» **EXERCISE GOAL**
Scan the records below for the word "yellow". Copy each line where it appears.

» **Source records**
Start of Block

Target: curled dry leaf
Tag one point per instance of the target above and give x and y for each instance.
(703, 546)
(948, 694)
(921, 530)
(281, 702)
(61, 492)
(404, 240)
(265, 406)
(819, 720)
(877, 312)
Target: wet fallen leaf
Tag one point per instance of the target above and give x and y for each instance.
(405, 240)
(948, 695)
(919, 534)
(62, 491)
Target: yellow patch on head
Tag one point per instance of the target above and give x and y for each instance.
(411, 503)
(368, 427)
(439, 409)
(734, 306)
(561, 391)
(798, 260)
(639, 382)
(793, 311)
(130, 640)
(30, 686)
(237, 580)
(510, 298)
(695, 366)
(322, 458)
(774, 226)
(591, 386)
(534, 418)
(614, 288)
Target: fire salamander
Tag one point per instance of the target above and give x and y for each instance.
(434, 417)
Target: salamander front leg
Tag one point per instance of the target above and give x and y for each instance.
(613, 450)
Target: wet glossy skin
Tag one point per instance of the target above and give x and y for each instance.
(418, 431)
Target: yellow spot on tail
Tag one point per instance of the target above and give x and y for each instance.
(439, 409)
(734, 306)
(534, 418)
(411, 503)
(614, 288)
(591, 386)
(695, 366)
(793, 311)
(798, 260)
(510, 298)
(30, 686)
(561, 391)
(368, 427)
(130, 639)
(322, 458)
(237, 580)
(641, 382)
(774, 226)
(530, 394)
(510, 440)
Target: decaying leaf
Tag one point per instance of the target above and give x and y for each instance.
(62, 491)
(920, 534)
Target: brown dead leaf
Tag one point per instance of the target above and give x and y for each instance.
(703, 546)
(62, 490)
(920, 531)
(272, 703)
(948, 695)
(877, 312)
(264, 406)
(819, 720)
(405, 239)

End of Block

» **WRITTEN RESPONSE**
Target: yellow patch on head
Target: yellow spot on tail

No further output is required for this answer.